(Stored data entries)

---+---

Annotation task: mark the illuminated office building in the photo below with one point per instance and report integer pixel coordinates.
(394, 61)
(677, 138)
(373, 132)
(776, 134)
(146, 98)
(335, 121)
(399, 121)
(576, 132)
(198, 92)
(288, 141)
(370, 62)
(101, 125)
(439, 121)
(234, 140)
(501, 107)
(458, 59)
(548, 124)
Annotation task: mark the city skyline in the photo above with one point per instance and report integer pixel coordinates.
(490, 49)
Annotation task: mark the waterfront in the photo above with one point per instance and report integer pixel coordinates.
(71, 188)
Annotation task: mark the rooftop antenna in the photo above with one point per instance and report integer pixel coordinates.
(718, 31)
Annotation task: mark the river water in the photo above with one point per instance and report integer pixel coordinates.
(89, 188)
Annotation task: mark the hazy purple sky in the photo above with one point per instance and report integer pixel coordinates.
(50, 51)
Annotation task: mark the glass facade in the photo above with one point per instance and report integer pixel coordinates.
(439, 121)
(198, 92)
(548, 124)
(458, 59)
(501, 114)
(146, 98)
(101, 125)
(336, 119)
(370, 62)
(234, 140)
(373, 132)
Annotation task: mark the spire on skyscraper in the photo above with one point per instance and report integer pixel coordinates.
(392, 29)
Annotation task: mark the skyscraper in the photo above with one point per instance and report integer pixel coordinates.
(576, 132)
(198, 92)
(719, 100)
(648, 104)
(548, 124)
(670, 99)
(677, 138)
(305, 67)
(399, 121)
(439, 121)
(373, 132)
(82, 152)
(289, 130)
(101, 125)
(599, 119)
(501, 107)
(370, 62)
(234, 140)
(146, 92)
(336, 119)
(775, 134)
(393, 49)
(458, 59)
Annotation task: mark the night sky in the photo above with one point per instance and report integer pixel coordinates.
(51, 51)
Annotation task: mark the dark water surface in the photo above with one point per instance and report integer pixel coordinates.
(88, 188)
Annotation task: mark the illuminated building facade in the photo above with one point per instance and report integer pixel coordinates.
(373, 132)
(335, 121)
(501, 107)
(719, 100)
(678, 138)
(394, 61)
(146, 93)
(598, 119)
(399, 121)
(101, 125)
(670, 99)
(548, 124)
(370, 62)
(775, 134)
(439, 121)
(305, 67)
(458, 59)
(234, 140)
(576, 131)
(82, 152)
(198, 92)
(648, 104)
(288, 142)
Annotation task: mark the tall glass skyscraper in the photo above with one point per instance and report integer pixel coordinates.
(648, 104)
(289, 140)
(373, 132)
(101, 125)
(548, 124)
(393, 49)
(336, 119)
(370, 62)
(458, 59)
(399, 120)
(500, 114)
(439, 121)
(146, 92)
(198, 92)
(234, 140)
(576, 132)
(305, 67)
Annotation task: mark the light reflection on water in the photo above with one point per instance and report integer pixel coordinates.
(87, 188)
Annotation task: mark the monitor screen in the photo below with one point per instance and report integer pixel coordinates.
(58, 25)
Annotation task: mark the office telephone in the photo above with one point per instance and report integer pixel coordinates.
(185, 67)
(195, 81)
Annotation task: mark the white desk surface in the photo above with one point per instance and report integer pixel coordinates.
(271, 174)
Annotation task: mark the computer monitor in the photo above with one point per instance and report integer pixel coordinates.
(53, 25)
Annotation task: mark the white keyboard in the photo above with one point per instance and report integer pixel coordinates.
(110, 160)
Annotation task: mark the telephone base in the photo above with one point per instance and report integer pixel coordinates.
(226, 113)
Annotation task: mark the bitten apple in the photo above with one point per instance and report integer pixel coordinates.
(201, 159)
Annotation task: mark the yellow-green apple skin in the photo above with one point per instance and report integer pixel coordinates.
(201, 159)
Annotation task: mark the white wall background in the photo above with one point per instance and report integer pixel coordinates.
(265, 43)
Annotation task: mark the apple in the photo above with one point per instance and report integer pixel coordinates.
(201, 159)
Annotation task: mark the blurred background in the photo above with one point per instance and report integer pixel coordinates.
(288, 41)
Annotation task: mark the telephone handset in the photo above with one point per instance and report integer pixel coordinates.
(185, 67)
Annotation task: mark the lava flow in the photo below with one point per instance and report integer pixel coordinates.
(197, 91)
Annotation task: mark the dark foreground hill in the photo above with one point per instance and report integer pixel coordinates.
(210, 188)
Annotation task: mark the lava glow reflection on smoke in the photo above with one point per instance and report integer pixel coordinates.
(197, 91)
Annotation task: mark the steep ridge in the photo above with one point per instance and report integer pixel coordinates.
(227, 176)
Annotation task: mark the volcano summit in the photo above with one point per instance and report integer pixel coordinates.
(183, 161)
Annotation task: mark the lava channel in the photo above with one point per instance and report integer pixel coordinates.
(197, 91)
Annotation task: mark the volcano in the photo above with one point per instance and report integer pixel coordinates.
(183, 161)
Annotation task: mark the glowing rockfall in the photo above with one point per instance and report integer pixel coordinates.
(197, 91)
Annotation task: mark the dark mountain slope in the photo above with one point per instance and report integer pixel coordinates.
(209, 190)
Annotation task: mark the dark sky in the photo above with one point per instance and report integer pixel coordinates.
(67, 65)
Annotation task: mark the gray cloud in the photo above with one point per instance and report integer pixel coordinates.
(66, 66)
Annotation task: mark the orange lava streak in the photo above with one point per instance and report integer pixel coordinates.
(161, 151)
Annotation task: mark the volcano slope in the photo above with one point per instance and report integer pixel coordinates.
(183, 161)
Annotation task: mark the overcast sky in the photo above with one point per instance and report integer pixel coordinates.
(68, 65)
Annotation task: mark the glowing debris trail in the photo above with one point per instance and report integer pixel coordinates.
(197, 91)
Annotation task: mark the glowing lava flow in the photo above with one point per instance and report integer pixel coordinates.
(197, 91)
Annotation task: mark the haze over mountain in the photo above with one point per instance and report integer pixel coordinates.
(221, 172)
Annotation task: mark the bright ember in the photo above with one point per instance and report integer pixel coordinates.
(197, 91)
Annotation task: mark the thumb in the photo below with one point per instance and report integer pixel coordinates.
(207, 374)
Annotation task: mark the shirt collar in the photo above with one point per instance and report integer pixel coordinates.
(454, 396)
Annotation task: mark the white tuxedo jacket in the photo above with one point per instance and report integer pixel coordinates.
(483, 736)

---+---

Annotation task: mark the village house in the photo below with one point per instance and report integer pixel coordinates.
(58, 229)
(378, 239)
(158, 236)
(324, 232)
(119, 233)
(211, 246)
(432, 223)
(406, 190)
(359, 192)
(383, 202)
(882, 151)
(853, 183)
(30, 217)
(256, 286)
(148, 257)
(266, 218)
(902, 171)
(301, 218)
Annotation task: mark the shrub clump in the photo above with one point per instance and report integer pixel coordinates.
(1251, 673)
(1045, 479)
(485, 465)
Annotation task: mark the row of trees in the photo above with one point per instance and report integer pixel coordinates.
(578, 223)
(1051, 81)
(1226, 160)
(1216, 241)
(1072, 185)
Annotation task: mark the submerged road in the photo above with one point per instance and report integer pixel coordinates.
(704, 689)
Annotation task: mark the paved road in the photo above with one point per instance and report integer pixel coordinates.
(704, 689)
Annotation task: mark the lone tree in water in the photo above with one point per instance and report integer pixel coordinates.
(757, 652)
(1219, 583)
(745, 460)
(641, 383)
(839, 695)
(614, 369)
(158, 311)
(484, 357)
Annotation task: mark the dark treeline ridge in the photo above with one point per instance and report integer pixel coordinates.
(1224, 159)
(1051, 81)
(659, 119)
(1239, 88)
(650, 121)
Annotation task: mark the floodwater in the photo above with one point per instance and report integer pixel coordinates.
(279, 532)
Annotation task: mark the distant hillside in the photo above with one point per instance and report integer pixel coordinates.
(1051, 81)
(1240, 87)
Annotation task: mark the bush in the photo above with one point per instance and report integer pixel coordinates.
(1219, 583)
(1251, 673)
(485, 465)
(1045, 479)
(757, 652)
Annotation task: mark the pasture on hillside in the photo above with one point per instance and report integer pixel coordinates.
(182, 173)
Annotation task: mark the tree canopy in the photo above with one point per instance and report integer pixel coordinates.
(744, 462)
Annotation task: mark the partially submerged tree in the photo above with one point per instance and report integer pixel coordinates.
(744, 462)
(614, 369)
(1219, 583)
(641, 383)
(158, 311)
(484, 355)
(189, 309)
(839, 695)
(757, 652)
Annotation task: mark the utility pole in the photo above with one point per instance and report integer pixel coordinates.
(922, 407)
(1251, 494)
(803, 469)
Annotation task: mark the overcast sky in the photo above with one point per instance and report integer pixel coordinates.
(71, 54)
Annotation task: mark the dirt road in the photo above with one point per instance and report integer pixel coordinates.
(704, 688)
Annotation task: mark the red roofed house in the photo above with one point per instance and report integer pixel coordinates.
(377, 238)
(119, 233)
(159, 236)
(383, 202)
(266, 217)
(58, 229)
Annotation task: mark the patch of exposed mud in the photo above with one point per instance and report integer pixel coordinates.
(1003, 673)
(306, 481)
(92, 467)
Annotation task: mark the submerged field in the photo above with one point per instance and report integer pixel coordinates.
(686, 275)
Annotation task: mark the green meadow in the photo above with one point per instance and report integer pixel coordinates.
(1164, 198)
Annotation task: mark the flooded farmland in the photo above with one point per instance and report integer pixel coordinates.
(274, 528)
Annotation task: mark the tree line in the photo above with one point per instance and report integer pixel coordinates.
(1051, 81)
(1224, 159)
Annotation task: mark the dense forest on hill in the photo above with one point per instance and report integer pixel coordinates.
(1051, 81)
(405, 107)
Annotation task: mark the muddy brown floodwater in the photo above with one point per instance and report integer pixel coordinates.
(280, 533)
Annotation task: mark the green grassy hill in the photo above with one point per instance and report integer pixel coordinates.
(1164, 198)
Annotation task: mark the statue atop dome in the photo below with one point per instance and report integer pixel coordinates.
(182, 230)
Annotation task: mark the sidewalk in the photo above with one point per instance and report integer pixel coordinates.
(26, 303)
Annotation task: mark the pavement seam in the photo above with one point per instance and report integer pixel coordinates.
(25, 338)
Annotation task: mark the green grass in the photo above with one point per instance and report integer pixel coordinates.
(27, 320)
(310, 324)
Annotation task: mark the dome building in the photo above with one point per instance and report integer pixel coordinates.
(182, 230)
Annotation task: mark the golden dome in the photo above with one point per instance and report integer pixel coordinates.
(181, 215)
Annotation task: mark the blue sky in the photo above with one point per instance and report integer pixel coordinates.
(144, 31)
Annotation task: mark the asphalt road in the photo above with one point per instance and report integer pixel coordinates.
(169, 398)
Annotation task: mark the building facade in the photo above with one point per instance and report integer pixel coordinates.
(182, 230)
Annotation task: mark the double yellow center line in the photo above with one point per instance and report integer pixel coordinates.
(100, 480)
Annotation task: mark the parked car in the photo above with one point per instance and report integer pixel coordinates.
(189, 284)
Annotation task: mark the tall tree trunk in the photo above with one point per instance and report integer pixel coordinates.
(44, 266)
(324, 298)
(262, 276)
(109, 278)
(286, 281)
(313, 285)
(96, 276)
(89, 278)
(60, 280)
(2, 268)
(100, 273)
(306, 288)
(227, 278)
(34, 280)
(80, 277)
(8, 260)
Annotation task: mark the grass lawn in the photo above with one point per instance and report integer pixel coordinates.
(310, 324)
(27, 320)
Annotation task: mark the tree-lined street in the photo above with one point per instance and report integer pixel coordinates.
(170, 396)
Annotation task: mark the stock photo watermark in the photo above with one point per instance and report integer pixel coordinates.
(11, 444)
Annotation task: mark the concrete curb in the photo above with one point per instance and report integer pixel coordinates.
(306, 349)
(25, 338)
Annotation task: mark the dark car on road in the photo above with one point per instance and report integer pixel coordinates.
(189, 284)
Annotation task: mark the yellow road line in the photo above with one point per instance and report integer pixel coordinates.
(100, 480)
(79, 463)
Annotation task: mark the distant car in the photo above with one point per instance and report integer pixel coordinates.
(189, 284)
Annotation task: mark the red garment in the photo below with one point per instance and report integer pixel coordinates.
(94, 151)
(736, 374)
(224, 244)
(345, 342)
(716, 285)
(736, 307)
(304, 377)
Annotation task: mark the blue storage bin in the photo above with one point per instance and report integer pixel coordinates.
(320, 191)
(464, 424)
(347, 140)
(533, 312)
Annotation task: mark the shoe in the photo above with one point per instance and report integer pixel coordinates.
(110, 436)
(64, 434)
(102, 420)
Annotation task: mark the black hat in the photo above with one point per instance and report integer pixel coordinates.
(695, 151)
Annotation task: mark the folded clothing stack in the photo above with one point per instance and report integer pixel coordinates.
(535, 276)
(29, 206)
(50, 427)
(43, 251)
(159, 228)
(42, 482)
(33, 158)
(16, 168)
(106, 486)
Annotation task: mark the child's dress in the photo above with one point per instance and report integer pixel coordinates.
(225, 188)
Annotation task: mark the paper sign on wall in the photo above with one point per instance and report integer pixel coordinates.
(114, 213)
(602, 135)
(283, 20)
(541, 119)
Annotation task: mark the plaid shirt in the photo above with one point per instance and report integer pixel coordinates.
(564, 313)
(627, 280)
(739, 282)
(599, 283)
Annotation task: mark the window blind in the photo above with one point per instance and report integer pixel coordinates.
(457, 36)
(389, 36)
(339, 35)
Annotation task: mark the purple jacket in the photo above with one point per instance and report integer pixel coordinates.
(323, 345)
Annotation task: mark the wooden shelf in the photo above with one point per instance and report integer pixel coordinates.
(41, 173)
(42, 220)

---+---

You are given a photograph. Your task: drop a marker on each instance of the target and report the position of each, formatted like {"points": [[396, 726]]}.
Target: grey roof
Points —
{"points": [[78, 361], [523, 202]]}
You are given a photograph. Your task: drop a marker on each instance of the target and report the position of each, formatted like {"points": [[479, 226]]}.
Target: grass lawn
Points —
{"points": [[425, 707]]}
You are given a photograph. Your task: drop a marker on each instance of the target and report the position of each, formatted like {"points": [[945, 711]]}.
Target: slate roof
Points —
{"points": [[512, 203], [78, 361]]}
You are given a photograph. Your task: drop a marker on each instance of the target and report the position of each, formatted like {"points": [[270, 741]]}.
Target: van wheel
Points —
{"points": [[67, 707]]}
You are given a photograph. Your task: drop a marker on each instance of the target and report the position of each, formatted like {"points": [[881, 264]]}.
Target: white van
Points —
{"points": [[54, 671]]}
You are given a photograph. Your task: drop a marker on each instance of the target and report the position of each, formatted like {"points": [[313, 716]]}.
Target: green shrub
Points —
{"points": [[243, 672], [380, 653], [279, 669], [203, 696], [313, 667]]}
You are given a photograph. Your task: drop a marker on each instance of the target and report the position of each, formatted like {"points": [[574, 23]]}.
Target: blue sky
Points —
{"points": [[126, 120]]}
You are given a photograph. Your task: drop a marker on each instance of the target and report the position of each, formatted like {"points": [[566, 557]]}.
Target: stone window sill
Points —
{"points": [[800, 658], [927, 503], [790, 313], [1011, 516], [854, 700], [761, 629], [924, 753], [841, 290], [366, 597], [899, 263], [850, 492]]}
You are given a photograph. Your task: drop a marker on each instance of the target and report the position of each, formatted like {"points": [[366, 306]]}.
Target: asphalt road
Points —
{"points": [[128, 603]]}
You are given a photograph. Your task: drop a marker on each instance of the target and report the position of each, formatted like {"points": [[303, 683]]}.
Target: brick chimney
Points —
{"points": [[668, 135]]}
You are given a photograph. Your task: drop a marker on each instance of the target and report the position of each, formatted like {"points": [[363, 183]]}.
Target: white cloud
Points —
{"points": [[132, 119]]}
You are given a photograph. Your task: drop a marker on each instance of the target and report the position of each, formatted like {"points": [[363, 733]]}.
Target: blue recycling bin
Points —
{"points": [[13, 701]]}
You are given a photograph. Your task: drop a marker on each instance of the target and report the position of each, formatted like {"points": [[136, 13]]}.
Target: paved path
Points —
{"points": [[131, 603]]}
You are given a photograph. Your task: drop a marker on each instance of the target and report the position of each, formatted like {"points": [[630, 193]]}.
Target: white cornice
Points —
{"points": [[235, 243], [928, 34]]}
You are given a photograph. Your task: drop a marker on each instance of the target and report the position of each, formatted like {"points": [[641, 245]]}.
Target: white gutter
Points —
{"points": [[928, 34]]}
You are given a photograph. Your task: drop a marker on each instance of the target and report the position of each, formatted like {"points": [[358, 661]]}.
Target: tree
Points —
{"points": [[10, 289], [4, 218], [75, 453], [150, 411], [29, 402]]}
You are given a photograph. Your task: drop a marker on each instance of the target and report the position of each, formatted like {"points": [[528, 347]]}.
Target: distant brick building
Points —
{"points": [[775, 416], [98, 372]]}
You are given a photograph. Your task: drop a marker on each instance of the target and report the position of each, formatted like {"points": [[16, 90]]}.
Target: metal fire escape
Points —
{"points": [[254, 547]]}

---+---

## What the task requires
If the string "brick" is in a line of the entries, pick that line out.

## Response
Target: brick chimney
Target: distant brick building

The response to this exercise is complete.